# [Problem to work on]
Rewrite every one of the lines below as a Markdown table with the columns "No." and "Line," putting each line in its own numbered row and skipping any blank lines. Leave the pictures out of the table.

# [Pointing dataset records]
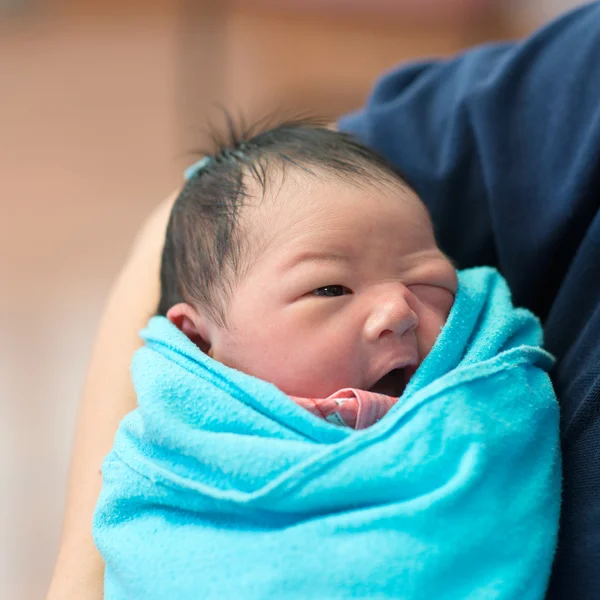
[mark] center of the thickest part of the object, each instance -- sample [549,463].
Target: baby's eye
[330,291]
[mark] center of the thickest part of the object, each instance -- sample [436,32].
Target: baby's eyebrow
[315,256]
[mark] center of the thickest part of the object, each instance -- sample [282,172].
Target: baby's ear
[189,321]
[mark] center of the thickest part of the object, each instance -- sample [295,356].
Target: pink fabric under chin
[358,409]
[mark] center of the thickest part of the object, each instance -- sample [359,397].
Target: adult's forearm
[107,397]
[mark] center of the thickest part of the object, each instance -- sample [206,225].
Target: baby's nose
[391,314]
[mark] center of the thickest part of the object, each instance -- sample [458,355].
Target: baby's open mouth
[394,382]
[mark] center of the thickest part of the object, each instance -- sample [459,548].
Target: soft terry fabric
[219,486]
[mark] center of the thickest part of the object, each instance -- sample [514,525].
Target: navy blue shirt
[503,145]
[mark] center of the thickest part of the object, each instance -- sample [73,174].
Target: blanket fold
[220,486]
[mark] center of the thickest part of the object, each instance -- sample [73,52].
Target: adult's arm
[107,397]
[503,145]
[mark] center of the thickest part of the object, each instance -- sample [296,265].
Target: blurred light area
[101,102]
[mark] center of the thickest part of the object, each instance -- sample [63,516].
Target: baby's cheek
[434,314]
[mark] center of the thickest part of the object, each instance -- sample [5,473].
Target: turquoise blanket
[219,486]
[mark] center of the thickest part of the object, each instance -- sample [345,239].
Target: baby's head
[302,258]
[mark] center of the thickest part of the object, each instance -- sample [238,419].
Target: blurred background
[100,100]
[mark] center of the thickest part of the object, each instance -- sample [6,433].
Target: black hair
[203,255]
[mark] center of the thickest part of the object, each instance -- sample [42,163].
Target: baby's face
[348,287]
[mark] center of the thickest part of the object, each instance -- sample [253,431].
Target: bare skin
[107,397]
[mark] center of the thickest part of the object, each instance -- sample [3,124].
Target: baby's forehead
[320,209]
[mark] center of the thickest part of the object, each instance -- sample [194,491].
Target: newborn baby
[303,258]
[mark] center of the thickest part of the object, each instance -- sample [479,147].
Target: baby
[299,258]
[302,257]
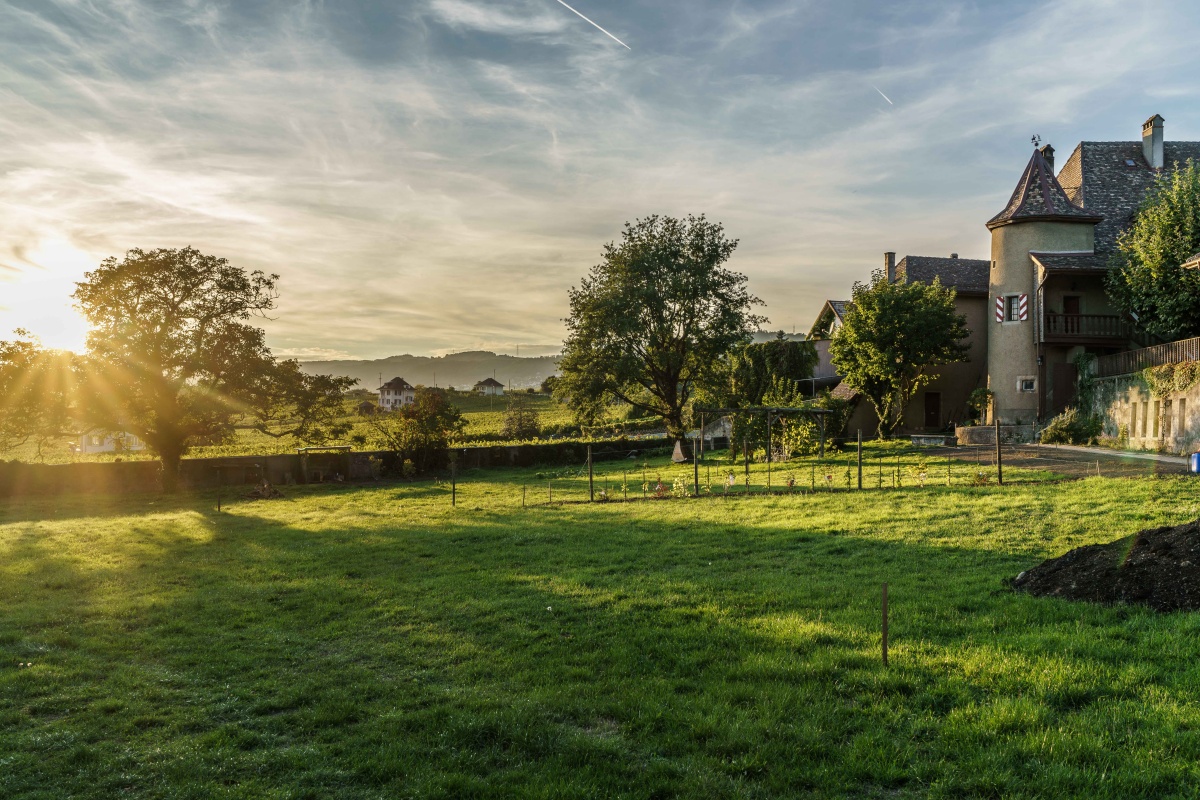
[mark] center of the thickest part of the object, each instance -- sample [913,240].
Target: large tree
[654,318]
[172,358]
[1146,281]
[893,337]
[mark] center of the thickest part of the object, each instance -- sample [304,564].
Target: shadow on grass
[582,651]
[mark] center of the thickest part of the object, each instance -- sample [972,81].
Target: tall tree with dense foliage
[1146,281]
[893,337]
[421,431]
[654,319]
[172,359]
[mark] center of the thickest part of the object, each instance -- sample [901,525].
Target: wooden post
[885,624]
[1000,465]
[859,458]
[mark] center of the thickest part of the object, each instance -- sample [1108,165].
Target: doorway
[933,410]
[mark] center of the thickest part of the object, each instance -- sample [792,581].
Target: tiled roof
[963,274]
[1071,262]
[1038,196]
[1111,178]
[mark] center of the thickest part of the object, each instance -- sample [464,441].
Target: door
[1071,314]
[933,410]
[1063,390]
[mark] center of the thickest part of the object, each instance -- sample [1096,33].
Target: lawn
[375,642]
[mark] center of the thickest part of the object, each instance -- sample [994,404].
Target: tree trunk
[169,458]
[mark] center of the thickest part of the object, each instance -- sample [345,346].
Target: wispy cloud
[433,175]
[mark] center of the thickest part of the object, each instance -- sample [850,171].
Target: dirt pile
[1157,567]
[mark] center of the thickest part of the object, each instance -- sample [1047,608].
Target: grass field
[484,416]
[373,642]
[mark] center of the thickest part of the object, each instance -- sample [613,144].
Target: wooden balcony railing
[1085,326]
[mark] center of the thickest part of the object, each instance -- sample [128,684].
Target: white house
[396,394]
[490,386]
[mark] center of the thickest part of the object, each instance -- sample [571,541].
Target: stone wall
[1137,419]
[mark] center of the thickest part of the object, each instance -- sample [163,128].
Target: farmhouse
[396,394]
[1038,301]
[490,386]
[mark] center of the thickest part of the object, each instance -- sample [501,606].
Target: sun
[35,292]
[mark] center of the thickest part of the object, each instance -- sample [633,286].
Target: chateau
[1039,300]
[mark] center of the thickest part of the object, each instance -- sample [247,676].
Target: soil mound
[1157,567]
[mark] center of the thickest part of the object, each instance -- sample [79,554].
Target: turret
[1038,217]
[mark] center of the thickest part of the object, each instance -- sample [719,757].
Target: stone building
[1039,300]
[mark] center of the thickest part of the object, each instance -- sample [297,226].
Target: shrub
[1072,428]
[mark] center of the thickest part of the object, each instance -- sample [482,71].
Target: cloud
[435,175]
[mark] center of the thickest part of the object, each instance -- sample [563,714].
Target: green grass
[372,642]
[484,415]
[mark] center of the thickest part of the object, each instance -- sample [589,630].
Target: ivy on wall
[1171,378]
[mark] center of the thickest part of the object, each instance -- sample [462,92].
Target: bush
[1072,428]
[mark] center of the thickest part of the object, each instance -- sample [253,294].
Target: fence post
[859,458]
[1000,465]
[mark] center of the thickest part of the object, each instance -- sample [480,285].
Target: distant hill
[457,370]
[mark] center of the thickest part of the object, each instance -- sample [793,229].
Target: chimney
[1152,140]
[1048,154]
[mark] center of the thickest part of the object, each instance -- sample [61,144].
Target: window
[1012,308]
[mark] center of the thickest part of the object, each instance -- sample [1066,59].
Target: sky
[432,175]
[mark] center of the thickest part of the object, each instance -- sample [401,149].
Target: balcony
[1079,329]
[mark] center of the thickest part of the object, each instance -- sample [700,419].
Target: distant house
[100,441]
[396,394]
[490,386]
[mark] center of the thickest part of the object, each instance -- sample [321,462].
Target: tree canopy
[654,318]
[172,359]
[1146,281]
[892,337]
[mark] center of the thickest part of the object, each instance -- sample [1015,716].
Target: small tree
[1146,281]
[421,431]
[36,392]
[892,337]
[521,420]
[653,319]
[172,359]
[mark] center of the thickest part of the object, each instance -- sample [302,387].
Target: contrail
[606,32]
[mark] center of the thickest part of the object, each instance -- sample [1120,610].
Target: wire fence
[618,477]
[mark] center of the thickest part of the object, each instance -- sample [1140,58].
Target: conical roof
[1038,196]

# [Correct result]
| No. | Line |
|---|---|
| 1 | [mark] center of the thickest part of the object, each instance -- sample [549,463]. |
| 2 | Target: baby's eye |
| 3 | [330,291] |
| 4 | [mark] center of the thickest part of the object, each instance -- sample [436,32]. |
| 5 | Target: baby's eyebrow |
| 6 | [315,256] |
| 7 | [mark] center of the thickest part of the object, each instance -- sample [282,172]. |
| 8 | Target: baby's ear |
| 9 | [189,321] |
| 10 | [mark] center of the thickest part of the object, each instance -- sample [295,356]. |
| 11 | Target: pink fabric under chin |
| 12 | [358,409] |
| 13 | [mark] center of the thickest part of the object, each instance -- sample [359,397]. |
| 14 | Target: adult's forearm |
| 15 | [107,397] |
| 16 | [mark] center of the thickest part of the object, each instance -- sample [206,225]. |
| 17 | Target: baby's nose |
| 18 | [391,314] |
| 19 | [mark] center of the thickest part of the object, each instance -- sample [458,355]. |
| 20 | Target: baby's open mouth |
| 21 | [394,382] |
| 22 | [mark] center of the thickest part of the object, each instance -- sample [459,548]. |
| 23 | Target: soft terry fabric |
| 24 | [219,486] |
| 25 | [mark] center of the thickest part of the object, each instance -- sample [514,525]. |
| 26 | Target: navy blue shirt |
| 27 | [503,145] |
| 28 | [mark] center of the thickest part of the object, each instance -- sample [73,174]. |
| 29 | Target: blanket fold |
| 30 | [220,486] |
| 31 | [mark] center of the thickest part of the object, each instance -- sample [73,52]. |
| 32 | Target: adult's arm |
| 33 | [107,397] |
| 34 | [503,145] |
| 35 | [mark] center of the thickest part of the object, each instance -- sample [296,265]. |
| 36 | Target: blurred light area |
| 37 | [101,102] |
| 38 | [mark] center of the thickest part of the object, each instance -- sample [63,516]. |
| 39 | Target: baby's cheek |
| 40 | [434,314] |
| 41 | [mark] center of the thickest part of the object, each instance -- sample [5,473]. |
| 42 | Target: turquoise blanket |
| 43 | [219,486] |
| 44 | [mark] center of the thickest part of the object, each instance -- sample [345,239]. |
| 45 | Target: baby's head |
| 46 | [302,258] |
| 47 | [mark] center of the thickest part of the object, each instance -- sample [238,419]. |
| 48 | Target: blurred background |
| 49 | [100,100] |
| 50 | [mark] center of the thickest part of the object, each instance -- sample [6,433]. |
| 51 | Target: black hair |
| 52 | [203,255] |
| 53 | [mark] center of the thickest part of the object, each instance -- sample [42,163]. |
| 54 | Target: baby's face |
| 55 | [348,287] |
| 56 | [mark] center of the thickest part of the object, each instance -- sample [253,431]. |
| 57 | Target: bare skin |
| 58 | [107,397] |
| 59 | [mark] center of the thickest part of the object, each instance -- sample [3,124]. |
| 60 | Target: baby's forehead |
| 61 | [320,209] |
| 62 | [mark] center of the thickest part of the object, each instance -- sample [194,491]. |
| 63 | Target: newborn baby |
| 64 | [303,258] |
| 65 | [mark] center of the thickest part of the object, each instance -- sample [479,147]. |
| 66 | Target: baby |
| 67 | [299,258] |
| 68 | [302,257] |
| 69 | [mark] center of the thickest part of the object, each instance -- sample [913,240]. |
| 70 | Target: large tree |
| 71 | [654,318] |
| 72 | [172,358] |
| 73 | [1146,281] |
| 74 | [893,337] |
| 75 | [mark] center of the thickest part of the object, each instance -- sample [304,564]. |
| 76 | Target: shadow on grass |
| 77 | [582,651] |
| 78 | [mark] center of the thickest part of the object, each instance -- sample [972,81]. |
| 79 | Target: tall tree with dense foliage |
| 80 | [1146,281] |
| 81 | [893,337] |
| 82 | [421,431] |
| 83 | [654,319] |
| 84 | [172,359] |
| 85 | [mark] center of the thickest part of the object, each instance -- sample [901,525]. |
| 86 | Target: wooden post |
| 87 | [885,624] |
| 88 | [1000,465] |
| 89 | [859,458] |
| 90 | [mark] center of the thickest part of the object, each instance -- sample [1108,165]. |
| 91 | Target: doorway |
| 92 | [933,410] |
| 93 | [mark] center of the thickest part of the object, each instance -- sample [792,581]. |
| 94 | Target: tiled roof |
| 95 | [963,274] |
| 96 | [1071,262] |
| 97 | [1038,196] |
| 98 | [1111,178] |
| 99 | [mark] center of the thickest part of the object, each instance -- sample [464,441]. |
| 100 | Target: door |
| 101 | [1071,314] |
| 102 | [933,410] |
| 103 | [1063,390] |
| 104 | [mark] center of the thickest part of the object, each instance -- sample [1096,33]. |
| 105 | Target: lawn |
| 106 | [375,642] |
| 107 | [mark] center of the thickest part of the object, each instance -- sample [994,404]. |
| 108 | Target: tree trunk |
| 109 | [169,458] |
| 110 | [mark] center of the thickest part of the object, each instance -- sample [345,346]. |
| 111 | Target: wispy cloud |
| 112 | [433,175] |
| 113 | [mark] center of the thickest part of the object, each instance -- sample [850,171]. |
| 114 | Target: dirt pile |
| 115 | [1157,567] |
| 116 | [mark] center of the thickest part of the object, each instance -- sample [1047,608]. |
| 117 | Target: grass field |
| 118 | [484,416] |
| 119 | [373,642] |
| 120 | [mark] center of the thickest part of the object, each instance -- sample [613,144]. |
| 121 | Target: wooden balcony railing |
| 122 | [1085,326] |
| 123 | [mark] center of the thickest part of the object, each instance -- sample [128,684]. |
| 124 | Target: white house |
| 125 | [396,394] |
| 126 | [490,386] |
| 127 | [mark] center of the thickest part of the object, each instance -- sample [571,541]. |
| 128 | Target: stone wall |
| 129 | [1137,419] |
| 130 | [mark] center of the thickest part of the object, each instance -- sample [163,128]. |
| 131 | Target: farmhouse |
| 132 | [396,394] |
| 133 | [1038,301] |
| 134 | [490,386] |
| 135 | [mark] center of the thickest part of the object, each instance -- sample [501,606]. |
| 136 | Target: sun |
| 137 | [35,292] |
| 138 | [mark] center of the thickest part of the object, each instance -- sample [633,286]. |
| 139 | Target: chateau |
| 140 | [1039,300] |
| 141 | [mark] center of the thickest part of the object, each instance -- sample [247,676]. |
| 142 | Target: soil mound |
| 143 | [1157,567] |
| 144 | [mark] center of the thickest part of the object, each instance -- sample [79,554]. |
| 145 | Target: turret |
| 146 | [1038,217] |
| 147 | [mark] center of the thickest part of the object, each instance -- sample [719,757]. |
| 148 | Target: stone building |
| 149 | [1039,300] |
| 150 | [mark] center of the thickest part of the object, each instance -- sample [297,226]. |
| 151 | Target: shrub |
| 152 | [1072,428] |
| 153 | [mark] center of the thickest part of the object, each instance -- sample [482,71]. |
| 154 | Target: cloud |
| 155 | [435,175] |
| 156 | [mark] center of the thickest part of the object, each instance -- sample [563,714]. |
| 157 | Target: green grass |
| 158 | [372,642] |
| 159 | [484,415] |
| 160 | [mark] center of the thickest part of the object, each instance -- sample [589,630]. |
| 161 | Target: ivy on wall |
| 162 | [1171,378] |
| 163 | [mark] center of the thickest part of the object, each instance -- sample [462,92]. |
| 164 | Target: bush |
| 165 | [1072,428] |
| 166 | [mark] center of the thickest part of the object, each instance -- sample [253,294]. |
| 167 | Target: fence post |
| 168 | [859,458] |
| 169 | [1000,465] |
| 170 | [mark] center of the thickest part of the object, each instance -- sample [480,285]. |
| 171 | Target: distant hill |
| 172 | [457,370] |
| 173 | [mark] center of the thickest part of the object, each instance -- sample [793,229]. |
| 174 | Target: chimney |
| 175 | [1152,140] |
| 176 | [1048,154] |
| 177 | [mark] center of the thickest part of the object, each instance -- sample [61,144]. |
| 178 | Target: window |
| 179 | [1012,308] |
| 180 | [mark] center of the thickest part of the object, each instance -- sample [1066,59]. |
| 181 | Target: sky |
| 182 | [432,175] |
| 183 | [mark] center of the thickest part of the object, each instance -- sample [401,149]. |
| 184 | Target: balcony |
| 185 | [1079,329] |
| 186 | [mark] center of the thickest part of the object, each instance -- sample [700,419]. |
| 187 | Target: distant house |
| 188 | [100,441] |
| 189 | [396,394] |
| 190 | [490,386] |
| 191 | [mark] center of the thickest part of the object, each instance -- sample [321,462]. |
| 192 | Target: tree canopy |
| 193 | [654,318] |
| 194 | [172,359] |
| 195 | [1146,281] |
| 196 | [892,337] |
| 197 | [mark] center of the thickest part of the object, each instance -- sample [1015,716]. |
| 198 | Target: small tree |
| 199 | [1146,281] |
| 200 | [421,431] |
| 201 | [36,392] |
| 202 | [892,337] |
| 203 | [521,420] |
| 204 | [653,319] |
| 205 | [172,359] |
| 206 | [mark] center of the thickest part of the object, each instance -- sample [302,387]. |
| 207 | Target: contrail |
| 208 | [606,32] |
| 209 | [mark] center of the thickest part of the object, each instance -- sample [1120,610]. |
| 210 | Target: wire fence |
| 211 | [618,477] |
| 212 | [mark] center of the thickest part of the object, each instance -- sample [1140,58]. |
| 213 | Target: conical roof |
| 214 | [1038,196] |